**Excerto da página**
╭──

O encontro, no entanto, terminou sem avanços significativos. Em vez de apresentar um cronograma de regularização da dívida, o Ministro limitou-se a apelar à paciência dos credores. “Pedimos paciência, não nos abandonem”, repetiu por diversas vezes, sem garantir qualquer compromisso financeiro ou prazos de pagamento.

Na última sexta-feira, o Ministro havia falhado um encontro previamente agendado com os fornecedores, delegando ao Secretário-Permanente a tarefa de tentar convencer os credores a manterem o fornecimento, apesar da situação financeira crítica. A ausência do titular da pasta irritou os empresários, que decidiram formar um bloco de pressão composto por oito dos maiores importadores de medicamentos, com o objectivo de adoptar medidas mais radicais nos próximos dias, incluindo a suspensão total das entregas ao Estado.

Para este ano, o orçamento do Ministério da Saúde ronda os 6 mil milhões de meticais um valor claramente insuficiente para fazer face à dívida de 10 mil milhões já acumulada com fornecedores e prestadores de serviços. A discrepância orçamental compromete a sustentabilidade do sistema de saúde público e deixa hospitais e centros de saúde à beira do colapso.

Em entrevista à TORRE.News, Mariamo Aly Hassane, Presidente da AIPROMEM Associação dos Importadores e Produtores de Medicamentos de Moçambique, confirmou que muitos dos fornecedores já cessaram as entregas ao Estado por absoluta falta de garantias de pagamento. “É impossível manter fornecimentos com dois anos de atraso. Os hospitais não têm medicamentos porque os fornecedores não podem continuar a operar no vermelho. É uma questão de sobrevivência financeira”, afirmou.

A crise de tesouraria é tal que, segundo informações recolhidas pela TORRE.News, o Governo terá ordenado o cancelamento de todos os concursos públicos para fornecimento de medicamentos em 2025, facto que, a confirmar-se, agravará ainda mais a situação dramática do sector.

╰──

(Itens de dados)
╭──

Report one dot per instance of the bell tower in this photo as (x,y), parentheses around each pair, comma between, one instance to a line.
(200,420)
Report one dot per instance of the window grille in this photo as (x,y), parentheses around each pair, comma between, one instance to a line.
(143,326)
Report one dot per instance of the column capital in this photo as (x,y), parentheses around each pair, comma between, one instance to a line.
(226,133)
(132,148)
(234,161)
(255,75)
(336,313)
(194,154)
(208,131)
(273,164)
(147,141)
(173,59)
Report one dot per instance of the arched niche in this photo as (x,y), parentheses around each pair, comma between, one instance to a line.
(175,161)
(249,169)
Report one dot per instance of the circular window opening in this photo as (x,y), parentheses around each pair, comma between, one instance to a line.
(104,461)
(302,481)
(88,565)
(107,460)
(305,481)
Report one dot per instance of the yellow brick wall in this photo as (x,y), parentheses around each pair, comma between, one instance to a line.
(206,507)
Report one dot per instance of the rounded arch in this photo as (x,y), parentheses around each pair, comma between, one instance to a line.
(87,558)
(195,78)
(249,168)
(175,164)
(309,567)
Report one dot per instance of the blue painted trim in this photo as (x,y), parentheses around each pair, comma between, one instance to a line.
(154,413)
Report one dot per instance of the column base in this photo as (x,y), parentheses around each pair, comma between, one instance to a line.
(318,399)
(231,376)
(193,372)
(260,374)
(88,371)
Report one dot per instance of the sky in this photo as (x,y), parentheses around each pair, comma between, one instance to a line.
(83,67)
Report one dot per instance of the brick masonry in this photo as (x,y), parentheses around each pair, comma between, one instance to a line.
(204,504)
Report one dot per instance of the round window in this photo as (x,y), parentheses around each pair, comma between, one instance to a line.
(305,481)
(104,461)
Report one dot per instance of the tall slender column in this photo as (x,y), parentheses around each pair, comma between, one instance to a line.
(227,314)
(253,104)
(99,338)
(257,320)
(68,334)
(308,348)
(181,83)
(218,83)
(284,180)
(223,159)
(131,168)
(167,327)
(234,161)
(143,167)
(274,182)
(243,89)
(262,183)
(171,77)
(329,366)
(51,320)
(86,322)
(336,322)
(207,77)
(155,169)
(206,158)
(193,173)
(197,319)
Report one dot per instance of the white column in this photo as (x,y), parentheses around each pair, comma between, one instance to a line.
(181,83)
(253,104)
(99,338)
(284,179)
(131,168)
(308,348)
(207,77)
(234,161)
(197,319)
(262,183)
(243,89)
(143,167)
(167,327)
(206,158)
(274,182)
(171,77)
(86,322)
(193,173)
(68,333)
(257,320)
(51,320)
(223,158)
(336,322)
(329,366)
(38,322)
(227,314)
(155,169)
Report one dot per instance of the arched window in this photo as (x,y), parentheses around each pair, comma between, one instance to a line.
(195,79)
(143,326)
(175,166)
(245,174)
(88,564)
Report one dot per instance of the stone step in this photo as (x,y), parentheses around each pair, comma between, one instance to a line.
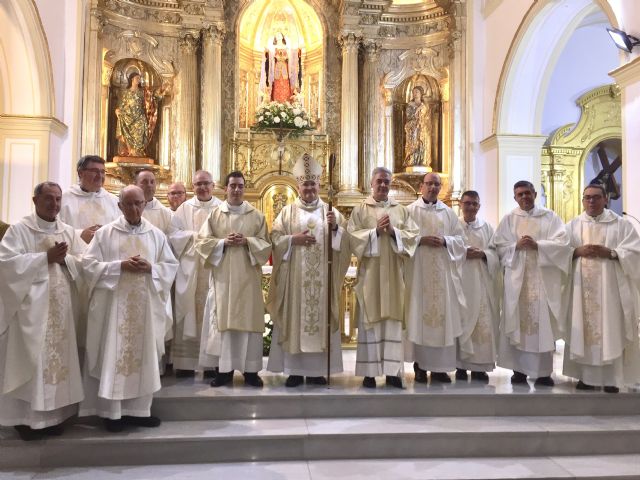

╰──

**Tarefa**
Prolongue a notícia sobre a dívida do Ministério da Saúde aos fornecedores de medicamentos, começando logo após a sua última frase.

**Resposta**
A escassez de medicamentos e material médico-cirúrgico é visível em várias unidades de saúde do país. Na província de Maputo, uma investigação da TORRE.News constatou ausência de medicamentos essenciais e até de materiais básicos como compressas. Em casos de acidentes, as vítimas são deixadas sem tratamento por falta de insumos.

“Não sabemos se os insumos que estamos a usar são doações ou sobras antigas, mas muitos estão fora do prazo de validade. Há dias em que não temos nada para tratar os pacientes. Limitamo-nos a fazer o mínimo e a aconselhar os doentes a procurarem ajuda fora”, relatou, sob anonimato, uma enfermeira do turno da noite num hospital distrital.

Nos postos de saúde de Beluluane, Matola-Rio e Boane, a situação é semelhante. Não há medicamentos para as doenças mais comuns e o pessoal de saúde limita-se a emitir receitas que os pacientes, na sua maioria de condição económica precária, não conseguem cumprir nas farmácias privadas.

As comunidades estão à deriva. Sem medicamentos, sem alternativas e sem respostas claras do Governo, cresce o sentimento de abandono e revolta, especialmente entre os mais vulneráveis, que dependem exclusivamente do sector público para aceder a cuidados básicos de saúde.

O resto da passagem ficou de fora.